Reproduce each of the following records verbatim, line for line.

### Provided data
»»
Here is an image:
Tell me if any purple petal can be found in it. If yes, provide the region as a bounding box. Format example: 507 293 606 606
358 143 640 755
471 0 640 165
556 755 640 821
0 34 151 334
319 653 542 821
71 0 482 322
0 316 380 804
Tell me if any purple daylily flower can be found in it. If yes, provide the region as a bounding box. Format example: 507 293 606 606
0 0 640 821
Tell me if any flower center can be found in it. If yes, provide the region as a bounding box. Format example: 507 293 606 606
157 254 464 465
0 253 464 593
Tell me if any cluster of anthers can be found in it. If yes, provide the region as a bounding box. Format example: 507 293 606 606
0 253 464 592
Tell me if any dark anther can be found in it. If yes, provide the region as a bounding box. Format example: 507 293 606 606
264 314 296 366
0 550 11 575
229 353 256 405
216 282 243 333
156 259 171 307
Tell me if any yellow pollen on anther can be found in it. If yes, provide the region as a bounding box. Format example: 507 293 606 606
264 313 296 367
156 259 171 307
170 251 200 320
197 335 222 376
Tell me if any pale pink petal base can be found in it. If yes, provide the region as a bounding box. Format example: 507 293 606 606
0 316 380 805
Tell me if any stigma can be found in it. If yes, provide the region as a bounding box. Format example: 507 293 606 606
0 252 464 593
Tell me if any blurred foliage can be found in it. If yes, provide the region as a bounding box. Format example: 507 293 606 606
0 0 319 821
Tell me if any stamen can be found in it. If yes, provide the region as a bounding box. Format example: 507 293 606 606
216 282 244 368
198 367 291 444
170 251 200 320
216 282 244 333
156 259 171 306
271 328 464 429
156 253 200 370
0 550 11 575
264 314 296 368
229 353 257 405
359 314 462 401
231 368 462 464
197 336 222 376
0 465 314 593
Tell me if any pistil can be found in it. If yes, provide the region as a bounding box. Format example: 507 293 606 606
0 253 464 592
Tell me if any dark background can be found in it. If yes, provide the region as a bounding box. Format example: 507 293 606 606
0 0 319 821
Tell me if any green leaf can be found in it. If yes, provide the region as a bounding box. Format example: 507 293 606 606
««
### Finished exercise
Here is an image:
Tell me if any purple petal can be found in it. If yes, provide the region as a bounding box. Format example: 507 293 606 606
358 143 640 755
471 0 640 165
556 755 640 821
0 34 151 334
319 653 542 821
71 0 482 322
0 316 380 804
Tell me if any purple daylily flower can be found in it. If yes, provide the region as a bounding box. Format example: 507 293 606 606
0 0 640 821
Tell me if any flower center can be found in it. If yes, provide the region as a bounding box. Format example: 507 293 606 606
157 254 464 465
0 253 464 593
Tell me if any cluster of anthers can be found in it. If yes, provide the region as a bounding box. Format example: 507 293 606 606
0 253 464 592
Tell me if any dark anther can be found in it. If yes, provide the region as a bounding box. Format example: 507 293 606 606
264 314 296 366
0 550 11 575
229 353 256 405
216 282 243 333
156 259 171 307
Tell me if any yellow pollen on anther can be found in it. If yes, provide the region as a bounding box. Format example: 507 293 606 606
264 313 296 367
156 259 171 307
170 251 200 320
197 335 222 376
Tell me if any pale pink petal base can be found in it. If yes, provide the region as a bounding box. Format example: 507 293 606 606
0 316 380 805
Tell me if any stigma can be found in it. If yes, provide the region as a bounding box. Format example: 507 293 606 606
0 252 464 593
Tell me if any blurred foliage can be found in it. If yes, provide the region as a bounding box. Format example: 507 293 606 606
0 0 319 821
Tell me if any stamen can be found in it. If yes, provide the region as a bounding box. Format example: 507 293 606 606
216 282 244 368
198 367 291 444
170 251 200 320
216 282 244 333
156 259 171 306
271 328 464 429
156 253 200 370
0 550 11 575
264 314 296 368
229 353 257 405
359 314 462 401
231 368 462 464
197 336 222 376
0 465 314 593
Tell me if any pistil can be found in it. If yes, provide the region as a bounding box. Format example: 507 293 606 606
0 253 464 592
Tell me if any dark background can be found in it. If yes, provide the region as a bounding box. Format example: 507 293 606 606
0 0 319 821
Tell me if any green leaf can be found in it. If yes, provide the region as a bounding box. Format example: 507 293 606 606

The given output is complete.